### Work instructions
Strip out the pictures and transcribe the records that follow exactly.
══ Record extracts ══
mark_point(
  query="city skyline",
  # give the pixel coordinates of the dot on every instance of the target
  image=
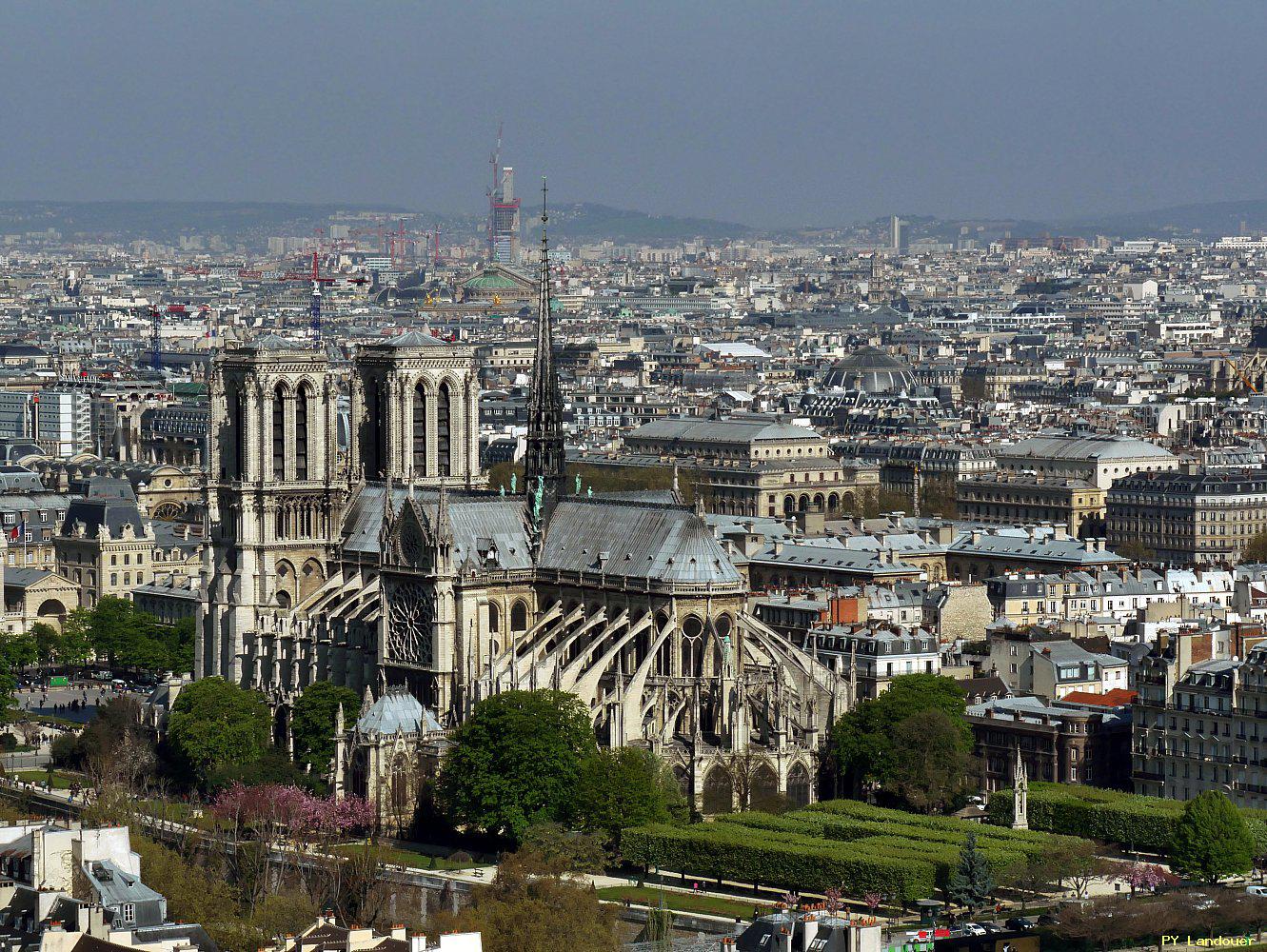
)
(816, 115)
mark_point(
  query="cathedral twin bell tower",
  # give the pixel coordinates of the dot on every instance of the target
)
(280, 477)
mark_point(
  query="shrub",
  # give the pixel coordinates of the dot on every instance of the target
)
(1132, 821)
(853, 845)
(727, 851)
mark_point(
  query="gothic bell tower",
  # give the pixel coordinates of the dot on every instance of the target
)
(416, 412)
(274, 494)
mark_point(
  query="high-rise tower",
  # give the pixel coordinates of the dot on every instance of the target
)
(544, 462)
(504, 210)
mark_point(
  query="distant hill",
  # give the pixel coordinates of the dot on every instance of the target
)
(1206, 218)
(593, 222)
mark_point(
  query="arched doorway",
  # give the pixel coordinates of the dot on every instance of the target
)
(719, 791)
(799, 786)
(764, 787)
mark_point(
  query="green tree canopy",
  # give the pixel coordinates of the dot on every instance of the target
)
(1212, 840)
(19, 650)
(534, 905)
(47, 641)
(971, 883)
(75, 643)
(122, 634)
(312, 724)
(864, 745)
(626, 787)
(215, 724)
(933, 764)
(517, 761)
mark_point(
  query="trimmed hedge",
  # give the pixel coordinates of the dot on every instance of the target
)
(858, 849)
(1136, 822)
(730, 852)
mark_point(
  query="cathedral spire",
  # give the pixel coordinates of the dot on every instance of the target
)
(544, 462)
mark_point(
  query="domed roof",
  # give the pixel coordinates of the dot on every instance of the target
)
(871, 370)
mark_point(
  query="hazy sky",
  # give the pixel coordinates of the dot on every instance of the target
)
(765, 113)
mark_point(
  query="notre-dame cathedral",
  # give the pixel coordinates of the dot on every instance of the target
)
(391, 568)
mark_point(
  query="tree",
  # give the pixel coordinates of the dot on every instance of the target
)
(47, 641)
(1145, 876)
(1256, 549)
(215, 724)
(271, 767)
(312, 723)
(626, 787)
(1212, 840)
(1032, 874)
(133, 639)
(75, 645)
(571, 851)
(861, 745)
(534, 905)
(971, 883)
(517, 761)
(1079, 863)
(113, 748)
(934, 762)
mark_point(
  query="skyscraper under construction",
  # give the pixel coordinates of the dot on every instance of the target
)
(504, 210)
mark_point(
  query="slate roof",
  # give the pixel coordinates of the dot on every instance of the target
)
(394, 713)
(416, 339)
(474, 519)
(692, 430)
(1086, 447)
(115, 885)
(113, 513)
(24, 577)
(643, 540)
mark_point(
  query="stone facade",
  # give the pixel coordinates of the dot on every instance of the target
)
(393, 569)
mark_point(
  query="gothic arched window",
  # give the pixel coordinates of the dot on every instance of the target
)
(279, 432)
(420, 430)
(443, 431)
(302, 432)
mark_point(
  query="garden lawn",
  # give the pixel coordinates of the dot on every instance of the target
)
(399, 856)
(681, 902)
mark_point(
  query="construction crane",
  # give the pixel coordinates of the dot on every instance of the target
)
(1240, 373)
(317, 279)
(156, 331)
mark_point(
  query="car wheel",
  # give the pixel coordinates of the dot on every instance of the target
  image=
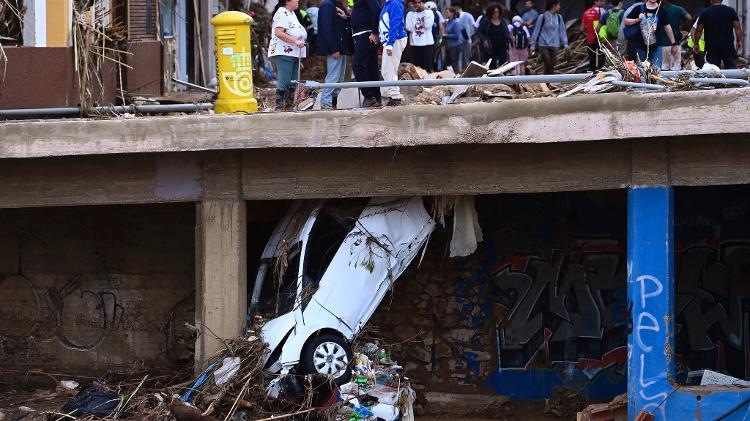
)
(330, 355)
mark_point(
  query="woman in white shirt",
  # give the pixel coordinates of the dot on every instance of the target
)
(286, 48)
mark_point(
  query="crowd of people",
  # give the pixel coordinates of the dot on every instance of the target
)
(435, 38)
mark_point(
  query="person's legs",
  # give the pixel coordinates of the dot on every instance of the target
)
(593, 50)
(655, 57)
(549, 58)
(390, 69)
(373, 72)
(334, 74)
(728, 58)
(465, 55)
(363, 62)
(666, 59)
(676, 59)
(284, 74)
═══
### Output below
mark_point(
  query="city skyline",
  # give the pixel coordinates of the dot on every instance of the target
  image=
)
(816, 115)
mark_point(
  query="cathedral twin bell tower",
  # give the pixel coordinates of the dot on every instance of the target
)
(280, 477)
mark_point(
  query="shrub",
  # give the pixel coordinates of the dot on every instance of the target
)
(1132, 821)
(853, 845)
(727, 851)
mark_point(
  query="gothic bell tower",
  # give the pixel coordinates of the dot on every instance of the target
)
(416, 412)
(274, 494)
mark_point(
  query="high-rise tower",
  # give the pixel coordinates of the dot on every instance of the target
)
(544, 462)
(504, 210)
mark_point(
  query="distant hill",
  # give the pixel coordinates of the dot on every instance of the target
)
(1206, 218)
(593, 222)
mark_point(
  query="arched doorway",
  # give the pixel coordinates of the dot on every instance of the target
)
(719, 791)
(799, 786)
(764, 787)
mark_point(
  query="green tree canopy",
  # give the pixel coordinates of the dot on every instance of the target
)
(1212, 840)
(19, 650)
(534, 905)
(47, 641)
(971, 883)
(75, 643)
(122, 634)
(312, 724)
(864, 745)
(626, 787)
(215, 724)
(933, 764)
(517, 761)
mark_point(
  query="trimmed hedge",
  # give the pixel coordinates of the dot on every instance of the target
)
(858, 849)
(1136, 822)
(730, 852)
mark_point(
  query="cathedral spire",
  # give the pixel coordinates of the dot on every instance of the target
)
(544, 462)
mark_point(
  query="domed roof",
  # give the pixel coordinates of the dot on every instance of the target
)
(871, 370)
mark_point(
  query="hazy sky",
  # give the pixel coordinates of the dot on every instance of the target
)
(765, 113)
mark_point(
  query="notre-dame cathedral",
  # give the pixel coordinates of the dot on every instance of the target
)
(391, 568)
mark_point(
  query="tree",
  # give the pixel coordinates of the dot on every instance of the target
)
(47, 641)
(1145, 876)
(1256, 549)
(215, 724)
(271, 767)
(312, 723)
(626, 787)
(1212, 840)
(1032, 874)
(133, 639)
(75, 645)
(571, 851)
(861, 745)
(534, 905)
(971, 883)
(517, 761)
(1079, 863)
(113, 748)
(934, 762)
mark_point(
  query="skyscraper under construction",
  # give the pixel coordinates of the dot on every instance of the target
)
(504, 210)
mark_point(
  query="slate roof",
  # give the pixel coordinates of the dot on every instance of the target
)
(394, 713)
(416, 339)
(474, 519)
(692, 430)
(1086, 447)
(115, 885)
(113, 513)
(24, 577)
(643, 540)
mark_point(
  query="stone facade",
  # give the pixel coordinates of the dot on every instance of the target
)
(393, 569)
mark_point(
  query="gothic arched window",
  # give the pixel coordinates of the dot on every instance of the target
)
(279, 432)
(420, 430)
(443, 431)
(302, 432)
mark_point(
  query="garden lawn",
  # give the pixel coordinates of the dot on every instance of the target
)
(399, 856)
(681, 902)
mark_point(
  query="construction crane",
  # give the pixel coordinates of the dot on every instance of the target
)
(1240, 373)
(317, 279)
(156, 331)
mark_point(
  query="car wheel",
  # give the pixel coordinates of the dot on every instance of the target
  image=
)
(330, 355)
mark_point(
  query="woman in white shirt",
  # give the pixel coordinates of the dot on every instance of the target
)
(286, 48)
mark_point(
  query="crowd of people",
  # give the pixel coordinates of the dot on every instance of the target
)
(435, 38)
mark_point(
  query="person's legs",
  # give the pixel coordinates of the dot on every instance of the target
)
(593, 50)
(655, 57)
(549, 58)
(390, 69)
(373, 72)
(334, 74)
(728, 58)
(465, 55)
(363, 62)
(666, 59)
(676, 59)
(284, 74)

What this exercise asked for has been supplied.